## Task brief
Count the lines in the records below that contain the string "building", matching case exactly. Reply with the number alone.

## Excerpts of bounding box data
_____

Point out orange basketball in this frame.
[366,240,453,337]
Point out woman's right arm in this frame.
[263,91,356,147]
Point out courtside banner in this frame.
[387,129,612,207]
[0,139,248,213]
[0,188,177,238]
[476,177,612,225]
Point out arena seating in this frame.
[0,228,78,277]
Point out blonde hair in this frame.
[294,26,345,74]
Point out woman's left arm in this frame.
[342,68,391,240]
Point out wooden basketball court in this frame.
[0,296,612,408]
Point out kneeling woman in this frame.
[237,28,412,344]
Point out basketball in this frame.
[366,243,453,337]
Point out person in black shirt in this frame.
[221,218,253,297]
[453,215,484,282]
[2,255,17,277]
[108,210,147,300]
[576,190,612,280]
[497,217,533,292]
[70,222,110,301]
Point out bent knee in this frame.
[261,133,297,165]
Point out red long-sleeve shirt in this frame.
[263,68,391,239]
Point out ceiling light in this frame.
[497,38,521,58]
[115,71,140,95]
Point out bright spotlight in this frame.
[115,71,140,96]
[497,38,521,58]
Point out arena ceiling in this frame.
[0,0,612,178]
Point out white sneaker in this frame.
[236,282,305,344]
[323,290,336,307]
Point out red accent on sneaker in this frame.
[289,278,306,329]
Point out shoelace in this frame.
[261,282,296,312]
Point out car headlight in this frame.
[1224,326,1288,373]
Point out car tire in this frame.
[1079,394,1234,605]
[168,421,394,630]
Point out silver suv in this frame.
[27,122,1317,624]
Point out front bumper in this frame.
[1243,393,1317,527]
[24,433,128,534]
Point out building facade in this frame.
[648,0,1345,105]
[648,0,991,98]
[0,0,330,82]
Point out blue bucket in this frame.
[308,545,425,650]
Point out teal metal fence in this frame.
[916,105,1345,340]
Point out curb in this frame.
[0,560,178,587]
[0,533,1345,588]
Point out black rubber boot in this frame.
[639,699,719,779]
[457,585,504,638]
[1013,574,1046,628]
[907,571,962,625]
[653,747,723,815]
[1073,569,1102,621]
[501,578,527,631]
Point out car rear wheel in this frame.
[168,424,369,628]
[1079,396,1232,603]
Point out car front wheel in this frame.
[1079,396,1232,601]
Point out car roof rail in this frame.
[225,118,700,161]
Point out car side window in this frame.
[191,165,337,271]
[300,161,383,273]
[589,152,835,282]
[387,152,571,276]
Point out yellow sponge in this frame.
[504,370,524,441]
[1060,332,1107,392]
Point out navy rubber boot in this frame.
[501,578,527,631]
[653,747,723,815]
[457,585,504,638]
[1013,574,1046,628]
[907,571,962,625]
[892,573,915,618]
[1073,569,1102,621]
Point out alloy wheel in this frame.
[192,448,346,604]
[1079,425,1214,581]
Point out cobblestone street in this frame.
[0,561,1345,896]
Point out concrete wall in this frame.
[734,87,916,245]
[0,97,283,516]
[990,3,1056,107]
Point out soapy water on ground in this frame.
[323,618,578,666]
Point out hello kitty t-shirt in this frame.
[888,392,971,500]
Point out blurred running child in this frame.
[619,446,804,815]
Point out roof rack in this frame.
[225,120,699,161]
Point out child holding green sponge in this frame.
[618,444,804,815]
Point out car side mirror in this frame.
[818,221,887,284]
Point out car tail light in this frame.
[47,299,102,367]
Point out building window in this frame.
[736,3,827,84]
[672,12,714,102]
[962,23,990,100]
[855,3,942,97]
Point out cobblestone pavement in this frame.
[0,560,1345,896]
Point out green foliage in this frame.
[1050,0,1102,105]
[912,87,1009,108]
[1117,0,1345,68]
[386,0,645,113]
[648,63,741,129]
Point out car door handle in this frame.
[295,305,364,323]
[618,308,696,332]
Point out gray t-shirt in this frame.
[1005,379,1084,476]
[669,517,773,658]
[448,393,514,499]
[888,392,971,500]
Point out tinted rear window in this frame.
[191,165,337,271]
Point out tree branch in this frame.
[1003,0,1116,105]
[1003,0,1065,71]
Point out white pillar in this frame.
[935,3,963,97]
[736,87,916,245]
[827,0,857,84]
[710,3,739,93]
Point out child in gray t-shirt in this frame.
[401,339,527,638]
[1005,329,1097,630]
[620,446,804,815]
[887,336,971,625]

_____

## Response to this exercise
2